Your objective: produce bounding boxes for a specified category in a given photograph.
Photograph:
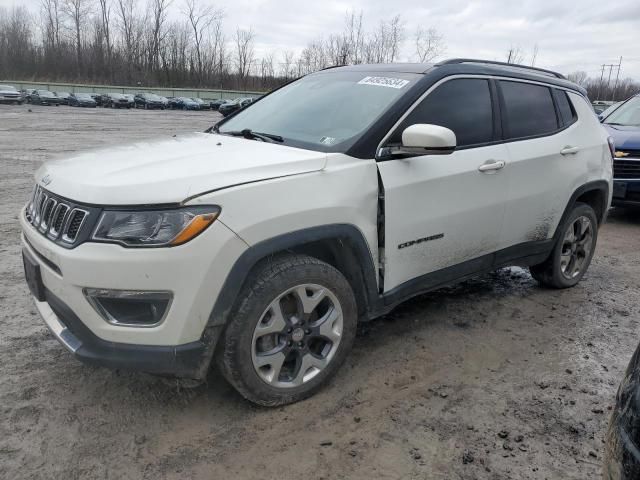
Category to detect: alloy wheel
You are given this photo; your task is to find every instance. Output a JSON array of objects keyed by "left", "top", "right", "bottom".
[
  {"left": 251, "top": 284, "right": 343, "bottom": 388},
  {"left": 560, "top": 216, "right": 594, "bottom": 279}
]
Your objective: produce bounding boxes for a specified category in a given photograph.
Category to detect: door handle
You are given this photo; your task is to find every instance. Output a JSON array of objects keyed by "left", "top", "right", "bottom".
[
  {"left": 478, "top": 160, "right": 506, "bottom": 173},
  {"left": 560, "top": 145, "right": 580, "bottom": 155}
]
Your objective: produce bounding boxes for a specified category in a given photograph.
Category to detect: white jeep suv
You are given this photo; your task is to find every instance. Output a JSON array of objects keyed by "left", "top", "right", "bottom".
[{"left": 20, "top": 59, "right": 612, "bottom": 405}]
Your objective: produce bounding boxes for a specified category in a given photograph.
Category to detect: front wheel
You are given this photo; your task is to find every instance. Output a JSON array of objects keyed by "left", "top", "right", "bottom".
[
  {"left": 529, "top": 203, "right": 598, "bottom": 288},
  {"left": 217, "top": 255, "right": 357, "bottom": 406}
]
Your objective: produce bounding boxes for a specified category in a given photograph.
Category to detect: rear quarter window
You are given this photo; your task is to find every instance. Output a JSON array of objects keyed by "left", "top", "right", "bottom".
[
  {"left": 500, "top": 80, "right": 558, "bottom": 139},
  {"left": 554, "top": 89, "right": 578, "bottom": 127}
]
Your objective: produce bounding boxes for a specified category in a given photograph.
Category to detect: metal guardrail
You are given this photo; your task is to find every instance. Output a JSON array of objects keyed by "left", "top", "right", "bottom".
[{"left": 0, "top": 80, "right": 264, "bottom": 100}]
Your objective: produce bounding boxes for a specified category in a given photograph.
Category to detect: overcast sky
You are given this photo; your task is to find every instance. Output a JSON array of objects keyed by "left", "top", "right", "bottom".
[{"left": 0, "top": 0, "right": 640, "bottom": 80}]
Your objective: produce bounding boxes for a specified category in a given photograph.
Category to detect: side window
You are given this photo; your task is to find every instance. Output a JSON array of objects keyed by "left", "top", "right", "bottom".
[
  {"left": 555, "top": 89, "right": 578, "bottom": 127},
  {"left": 500, "top": 80, "right": 558, "bottom": 138},
  {"left": 390, "top": 78, "right": 493, "bottom": 147}
]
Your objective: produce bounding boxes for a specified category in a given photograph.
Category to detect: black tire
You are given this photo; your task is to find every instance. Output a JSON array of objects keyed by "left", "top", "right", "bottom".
[
  {"left": 529, "top": 202, "right": 598, "bottom": 288},
  {"left": 216, "top": 254, "right": 357, "bottom": 407}
]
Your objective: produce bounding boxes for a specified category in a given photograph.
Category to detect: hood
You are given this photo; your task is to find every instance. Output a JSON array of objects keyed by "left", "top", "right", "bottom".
[
  {"left": 603, "top": 123, "right": 640, "bottom": 150},
  {"left": 36, "top": 133, "right": 327, "bottom": 205}
]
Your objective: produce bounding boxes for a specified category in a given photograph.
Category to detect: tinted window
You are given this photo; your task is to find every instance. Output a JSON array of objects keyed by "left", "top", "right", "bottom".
[
  {"left": 555, "top": 90, "right": 576, "bottom": 127},
  {"left": 390, "top": 78, "right": 493, "bottom": 146},
  {"left": 500, "top": 81, "right": 558, "bottom": 138}
]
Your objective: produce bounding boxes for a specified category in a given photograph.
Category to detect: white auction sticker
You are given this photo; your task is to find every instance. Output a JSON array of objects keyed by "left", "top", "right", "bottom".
[{"left": 358, "top": 77, "right": 409, "bottom": 88}]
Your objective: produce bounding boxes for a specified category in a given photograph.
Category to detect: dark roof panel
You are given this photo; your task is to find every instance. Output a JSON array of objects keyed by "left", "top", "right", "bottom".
[{"left": 320, "top": 58, "right": 587, "bottom": 97}]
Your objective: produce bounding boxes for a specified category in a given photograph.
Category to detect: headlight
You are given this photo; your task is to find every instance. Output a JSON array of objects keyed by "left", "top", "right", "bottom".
[{"left": 92, "top": 206, "right": 220, "bottom": 247}]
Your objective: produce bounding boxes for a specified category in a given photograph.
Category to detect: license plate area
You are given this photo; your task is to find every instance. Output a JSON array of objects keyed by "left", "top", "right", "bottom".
[{"left": 22, "top": 250, "right": 45, "bottom": 302}]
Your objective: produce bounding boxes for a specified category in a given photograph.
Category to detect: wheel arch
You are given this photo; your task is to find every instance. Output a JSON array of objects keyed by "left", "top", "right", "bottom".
[
  {"left": 207, "top": 224, "right": 378, "bottom": 326},
  {"left": 553, "top": 180, "right": 609, "bottom": 239}
]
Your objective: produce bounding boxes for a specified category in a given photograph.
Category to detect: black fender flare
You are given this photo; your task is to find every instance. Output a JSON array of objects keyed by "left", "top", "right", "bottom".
[
  {"left": 553, "top": 180, "right": 609, "bottom": 240},
  {"left": 207, "top": 224, "right": 378, "bottom": 327}
]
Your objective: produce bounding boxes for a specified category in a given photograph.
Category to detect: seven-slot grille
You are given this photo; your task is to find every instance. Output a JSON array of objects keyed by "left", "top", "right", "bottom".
[
  {"left": 613, "top": 150, "right": 640, "bottom": 180},
  {"left": 26, "top": 185, "right": 89, "bottom": 246}
]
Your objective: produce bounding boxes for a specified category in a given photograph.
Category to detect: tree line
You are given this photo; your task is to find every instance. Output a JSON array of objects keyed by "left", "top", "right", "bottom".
[
  {"left": 567, "top": 71, "right": 640, "bottom": 101},
  {"left": 0, "top": 0, "right": 640, "bottom": 100},
  {"left": 0, "top": 4, "right": 445, "bottom": 90}
]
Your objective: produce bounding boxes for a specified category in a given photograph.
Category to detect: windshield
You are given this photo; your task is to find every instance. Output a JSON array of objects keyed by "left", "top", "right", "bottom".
[
  {"left": 219, "top": 71, "right": 420, "bottom": 152},
  {"left": 604, "top": 97, "right": 640, "bottom": 127}
]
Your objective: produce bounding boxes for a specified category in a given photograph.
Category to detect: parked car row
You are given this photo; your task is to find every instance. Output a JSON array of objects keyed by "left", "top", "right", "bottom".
[{"left": 0, "top": 85, "right": 255, "bottom": 113}]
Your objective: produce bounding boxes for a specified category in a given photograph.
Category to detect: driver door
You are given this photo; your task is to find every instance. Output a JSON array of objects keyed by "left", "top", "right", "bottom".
[{"left": 378, "top": 78, "right": 508, "bottom": 292}]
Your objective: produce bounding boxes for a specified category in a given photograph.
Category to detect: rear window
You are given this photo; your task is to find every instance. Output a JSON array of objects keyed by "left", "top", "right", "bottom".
[
  {"left": 555, "top": 90, "right": 576, "bottom": 127},
  {"left": 500, "top": 81, "right": 558, "bottom": 138}
]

_ _ _

Could you repeat all of the material exactly? Pictures should not be copied.

[Completed task]
Your objective: produce bounding boxes for a specified category in a given photograph.
Photograph:
Category to detect: alloy wheel
You are given this photo; your task is to find every instance. Output a JSON array of objects keyed by "left", "top", "right", "bottom".
[
  {"left": 251, "top": 284, "right": 343, "bottom": 388},
  {"left": 560, "top": 216, "right": 594, "bottom": 279}
]
Your objective: produce bounding boxes for a specified category in a given photograph.
Category to detect: door handle
You are given this photo; your task is to find every instance. Output a JSON array of objects keyed by "left", "top", "right", "bottom".
[
  {"left": 478, "top": 160, "right": 506, "bottom": 173},
  {"left": 560, "top": 145, "right": 580, "bottom": 155}
]
Your objective: produce bounding boxes for a specified category in a given photograph.
Category to detect: white jeep suv
You are given this photo; your task is to find every instance. Output a JSON array of objects keyed by "left", "top", "right", "bottom".
[{"left": 20, "top": 59, "right": 612, "bottom": 405}]
Your objective: produce bounding boxes for a specified category in a given photograph.
Category to detect: front wheel
You are given this photo; your task is to find every instance. Output a JSON array of objects keyed by "left", "top", "right", "bottom".
[
  {"left": 529, "top": 203, "right": 598, "bottom": 288},
  {"left": 217, "top": 255, "right": 357, "bottom": 406}
]
Your objective: produce bounding boxes for a specified category in a given photograph.
Category to detect: rear quarter window
You are given this photo; your task is to find every instance. Output a JSON array of objects keyed by "left", "top", "right", "bottom".
[
  {"left": 500, "top": 80, "right": 558, "bottom": 139},
  {"left": 554, "top": 89, "right": 578, "bottom": 127}
]
Your objective: produce bounding boxes for a specified category in a given photograph.
Category to detect: metal guardrail
You are given this photo; your task is to find every instance. Output a JSON array of objects keyed by "left", "top", "right", "bottom".
[{"left": 0, "top": 80, "right": 264, "bottom": 100}]
Your objective: produce bounding boxes for a specified category in a given photograph.
Category to detect: overcast sky
You are given this photo; your task is to find every instance. Output a JSON array of objects keyed by "left", "top", "right", "bottom".
[{"left": 0, "top": 0, "right": 640, "bottom": 80}]
Your objective: produce bounding boxes for a specified category in a given photograph.
Category to detect: side window
You are given this photo; your task is to find every instance. Output a JSON array of objects keyed by "left", "top", "right", "bottom".
[
  {"left": 555, "top": 89, "right": 578, "bottom": 127},
  {"left": 500, "top": 80, "right": 558, "bottom": 138},
  {"left": 390, "top": 78, "right": 493, "bottom": 147}
]
Your objective: produce bounding boxes for a specified category in a given photograph.
Category to detect: black tire
You are given this photo; your task is to find every instance. Output a JSON array of objects keyed by "left", "top", "right", "bottom".
[
  {"left": 529, "top": 202, "right": 598, "bottom": 288},
  {"left": 216, "top": 254, "right": 357, "bottom": 407}
]
Your objective: produce bounding boxes for a specified category in a given photograph.
Category to detect: hood
You are given this photo; your task is to find every instance. Output a JSON array of objects keyed by "left", "top", "right", "bottom".
[
  {"left": 603, "top": 123, "right": 640, "bottom": 150},
  {"left": 36, "top": 133, "right": 327, "bottom": 205}
]
Your objective: produce bounding boxes for a specified category in a given photograph.
Category to detect: tinted window
You are given this photo; your task is to find every instance. Output a JSON array of objects keyed by "left", "top", "right", "bottom".
[
  {"left": 555, "top": 90, "right": 576, "bottom": 127},
  {"left": 390, "top": 78, "right": 493, "bottom": 146},
  {"left": 500, "top": 81, "right": 558, "bottom": 138}
]
Your objective: produce bounding boxes for a specified category in a given photograph.
Category to detect: white auction sticker
You are given this photo; your task is to find every instance. Output a JSON array of objects keyed by "left", "top", "right", "bottom".
[{"left": 358, "top": 77, "right": 409, "bottom": 88}]
Your objective: produce bounding boxes for a specified category in a given photograph.
Category to detect: dark roof panel
You are given this photo; your task is to find every instance. Output a JSON array of objects keyed by "left", "top", "right", "bottom".
[{"left": 320, "top": 58, "right": 587, "bottom": 97}]
Your objective: produce bounding boxes for a specified category in a given photograph.
Category to detect: headlight
You are given this photo; your task is to find every instance. Output a JSON array of objects keyed by "left", "top", "right", "bottom".
[{"left": 92, "top": 206, "right": 220, "bottom": 247}]
Your objective: produce bounding boxes for a specified category in a given photograph.
Category to detect: license plate area
You are given this photo; your task is to find every instance. Output a JSON array of objects keyed by "left", "top", "right", "bottom".
[{"left": 22, "top": 250, "right": 45, "bottom": 302}]
Your objective: produce bounding boxes for a specified category in a given photograph.
Category to detect: wheel arch
You are given this photo; your task is to find every instance. Output a JSON array of objects keyed by "left", "top", "right", "bottom".
[
  {"left": 207, "top": 224, "right": 378, "bottom": 326},
  {"left": 553, "top": 180, "right": 609, "bottom": 239}
]
Your objective: produce bounding boxes for a specified category in a given photograph.
Category to detect: black fender flare
You are given this photo; your task is to find every instance. Output a JSON array of objects keyed by "left", "top", "right", "bottom".
[
  {"left": 553, "top": 180, "right": 609, "bottom": 240},
  {"left": 207, "top": 224, "right": 378, "bottom": 327}
]
Your objective: produce bounding boxes for a specified category in a given photograph.
Category to detect: seven-slot grille
You are given this photo; your task is to find every instance. Output a JSON array of objects keyed by "left", "top", "right", "bottom".
[
  {"left": 613, "top": 150, "right": 640, "bottom": 180},
  {"left": 26, "top": 185, "right": 89, "bottom": 246}
]
Your objective: produce bounding boxes for a specified category in a given photograph.
Category to detect: tree line
You are given this photo; your task is to find every instance. Output a JSON array of objects keyed by "left", "top", "right", "bottom".
[
  {"left": 567, "top": 71, "right": 640, "bottom": 101},
  {"left": 0, "top": 0, "right": 640, "bottom": 100},
  {"left": 0, "top": 4, "right": 445, "bottom": 90}
]
Your objective: produce bounding boxes for a specified category in a given photograph.
Category to detect: windshield
You are given this photo; your task is to find every instance. Output a JSON array of objects keyed by "left", "top", "right", "bottom".
[
  {"left": 219, "top": 71, "right": 420, "bottom": 152},
  {"left": 604, "top": 97, "right": 640, "bottom": 127}
]
Your objective: produce bounding boxes for a specified category in a given photograph.
Category to detect: parked car row
You are given this photo; your task is to find every instance. Output a JSON array of objects keyed by "left", "top", "right", "bottom".
[{"left": 0, "top": 85, "right": 255, "bottom": 113}]
Your objective: produce bounding boxes for a specified category in a given photograph.
Category to detect: driver door
You are given this photo; your task is to find every instance. Output a JSON array of objects keyed by "left", "top", "right", "bottom".
[{"left": 378, "top": 78, "right": 508, "bottom": 292}]
Your objective: produce bounding boxes for a specified category in a given photograph.
Category to detect: rear window
You are given this photo; your task is to find every instance. Output a JSON array of objects keyed by "left", "top", "right", "bottom".
[
  {"left": 555, "top": 90, "right": 576, "bottom": 127},
  {"left": 500, "top": 81, "right": 558, "bottom": 138}
]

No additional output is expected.